## Task prompt
Copy the entries below with every "field log" replaced by "survey record" and all other text left unchanged.

## Source data
- - -
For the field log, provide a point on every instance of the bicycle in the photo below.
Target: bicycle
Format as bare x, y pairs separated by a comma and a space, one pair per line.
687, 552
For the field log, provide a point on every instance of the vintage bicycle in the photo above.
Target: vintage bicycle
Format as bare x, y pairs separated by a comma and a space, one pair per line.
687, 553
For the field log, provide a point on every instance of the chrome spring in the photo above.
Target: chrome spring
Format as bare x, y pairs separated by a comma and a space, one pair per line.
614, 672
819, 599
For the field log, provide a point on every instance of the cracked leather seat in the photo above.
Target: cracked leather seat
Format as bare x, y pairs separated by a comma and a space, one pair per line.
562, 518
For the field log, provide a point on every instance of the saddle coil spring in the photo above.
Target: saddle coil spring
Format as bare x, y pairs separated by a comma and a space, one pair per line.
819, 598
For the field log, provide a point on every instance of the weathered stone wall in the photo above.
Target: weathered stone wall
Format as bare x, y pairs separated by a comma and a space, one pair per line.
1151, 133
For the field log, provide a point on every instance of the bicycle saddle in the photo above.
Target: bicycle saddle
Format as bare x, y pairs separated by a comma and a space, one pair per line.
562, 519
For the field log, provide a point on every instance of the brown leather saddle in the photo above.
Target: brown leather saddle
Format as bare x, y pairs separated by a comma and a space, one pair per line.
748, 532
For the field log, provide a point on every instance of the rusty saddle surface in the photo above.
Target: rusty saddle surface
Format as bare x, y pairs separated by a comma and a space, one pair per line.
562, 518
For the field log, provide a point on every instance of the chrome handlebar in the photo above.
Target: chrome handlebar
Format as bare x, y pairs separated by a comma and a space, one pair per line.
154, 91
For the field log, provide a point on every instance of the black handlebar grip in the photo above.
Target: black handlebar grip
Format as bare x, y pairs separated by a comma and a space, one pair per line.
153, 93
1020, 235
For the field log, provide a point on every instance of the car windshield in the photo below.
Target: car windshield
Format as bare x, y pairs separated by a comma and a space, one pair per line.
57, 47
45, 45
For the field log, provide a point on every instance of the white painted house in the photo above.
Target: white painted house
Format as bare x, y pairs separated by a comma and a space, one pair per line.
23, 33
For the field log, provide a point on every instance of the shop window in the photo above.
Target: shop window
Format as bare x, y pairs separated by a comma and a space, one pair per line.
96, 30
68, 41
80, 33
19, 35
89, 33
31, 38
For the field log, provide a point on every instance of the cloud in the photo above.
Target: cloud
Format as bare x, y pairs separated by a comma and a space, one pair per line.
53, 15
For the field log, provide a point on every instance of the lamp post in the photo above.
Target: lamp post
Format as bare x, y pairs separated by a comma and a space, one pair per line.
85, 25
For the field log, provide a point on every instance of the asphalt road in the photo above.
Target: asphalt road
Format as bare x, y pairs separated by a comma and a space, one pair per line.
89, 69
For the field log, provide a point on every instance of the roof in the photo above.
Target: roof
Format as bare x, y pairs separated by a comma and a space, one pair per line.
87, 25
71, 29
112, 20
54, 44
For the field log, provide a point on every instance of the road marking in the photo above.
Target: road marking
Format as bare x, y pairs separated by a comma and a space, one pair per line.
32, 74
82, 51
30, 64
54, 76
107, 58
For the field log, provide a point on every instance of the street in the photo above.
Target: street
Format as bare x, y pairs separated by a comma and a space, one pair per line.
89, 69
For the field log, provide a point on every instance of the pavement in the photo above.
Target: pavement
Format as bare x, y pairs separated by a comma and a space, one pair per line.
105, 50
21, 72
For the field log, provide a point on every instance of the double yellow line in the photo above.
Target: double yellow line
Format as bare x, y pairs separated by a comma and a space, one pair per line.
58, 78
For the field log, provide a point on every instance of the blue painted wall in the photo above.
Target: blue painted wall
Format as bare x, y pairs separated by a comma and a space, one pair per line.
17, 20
- - -
## Expected answer
For the survey record, provide a point on every instance of the bicycle in the photo below.
Target: bicycle
Format as bare x, y pairs separated by a comma and a space, one pair per line.
687, 552
For the survey record, provide a point on every instance of the vintage bicycle in the photo above.
Target: vintage bicycle
Format as bare x, y pairs separated by a comma and a space, one pair per line.
687, 553
For the survey record, provide a point on every instance of the chrome spring in the photo above.
Target: chrome spring
Format as bare x, y pairs separated by a comma and a space, one pair per line.
614, 672
819, 599
For the survey record, provide a point on every instance of the cracked leather seat in the photo above.
Target: cracked leather seat
Format as bare x, y pairs separated by a comma and a space, one pair per line.
562, 518
For the survey record, provide a point on every instance of the saddle coil spring in the photo above.
Target: saddle coil spring
Format as bare x, y pairs separated by a comma and a space, one pair per line.
819, 598
For the survey record, provide a point on every instance of the weathered stone wall in the photo above.
Target: weathered stone wall
Format as bare x, y pairs separated by a comma and a space, one pair per line.
1151, 133
For the survey record, provide a point on every instance of the bicycle saddle in the photo above.
Target: bicycle saddle
Format as bare x, y pairs separated by a comma and a space, one pair per line.
562, 519
For the survey record, provide a point on every instance of the brown leather saddle in the photo above.
Target: brown leather saddle
Format as bare x, y pairs separated by a comma and a space, one pair per line.
748, 532
For the survey record, provide a point on every instance of the rusty saddle surface in the photo above.
Target: rusty saddle surface
Format as bare x, y pairs separated by a comma and a space, one pair per line.
562, 518
For the survey record, provide a point on every instance of the chrome handlebar in the photo above.
Target: chrome handlebar
Format as bare x, y pairs separated by a comma and a space, one pair per line.
154, 91
For the survey record, provide a point on every instance of the black handlebar grip in the photo above.
Target: black handlebar grip
Format as bare x, y pairs separated by a comma and a space, one pair per line.
153, 93
1020, 235
For the survey record, provide a point on every instance of the car windshield in the photo below.
Target: car windshield
Format as bare x, y pairs separated by a comma and a space, one pair per line.
57, 47
45, 45
For the survey record, provide a point on every instance of the white painted house in the photo above.
Target: white painted house
Format as bare x, y pairs separated by a comma and a space, one pair per line.
23, 33
For the survey record, provide a point on every instance of the shop window in the photo above.
Target: shop window
Format as bare x, y pairs separated by a comma and a space, one pair per line.
96, 30
68, 41
80, 33
19, 35
89, 33
31, 38
For the survey record, provide a point on every instance of the cloud in the photo above.
Target: cloud
Format as bare x, y pairs separated by a comma and a space, one pair per line.
53, 15
For the survey record, provide a point on every instance of the lamp post in the photo above.
Target: lamp post
Format as bare x, y pairs separated by a comma and a space, one pair per line.
85, 25
For the survey record, provide a point on every instance of the asphalt road in the photo above.
Target: asphalt road
Format as bare x, y pairs separated by a comma and a space, one pair per line.
89, 69
For the survey record, provide a point on every instance of the roof in the photo above.
Target: roof
Format as bare x, y pairs separated by a comma and a space, one pair per line.
87, 25
71, 29
112, 20
54, 44
For the survey record, provide a point on every instance of the road marking in the photo above.
Target: road marking
Format as bare x, y pairs separated by a comma and a space, one pair per line.
32, 74
82, 51
30, 64
54, 76
107, 58
For the survey record, provide a point on every instance of the street in the photo above.
Target: street
Format as bare x, y pairs separated by a comma and a space, one pair per line.
89, 69
For the survey record, provide a point on every instance of the pavement in the photo above.
Target: pavement
Format as bare x, y pairs separated by a comma and a space, one pair per line.
105, 50
21, 72
For the survey record, provide a point on every instance of the double yellow line in the photo above.
Target: double yellow line
Format as bare x, y pairs separated by a comma and a space, one pair per line.
58, 78
For the survey record, provide a point on every instance of the blue painted wall in the photo above.
Target: blue painted wall
Format as bare x, y pairs separated by a comma and a space, one pair per line.
17, 20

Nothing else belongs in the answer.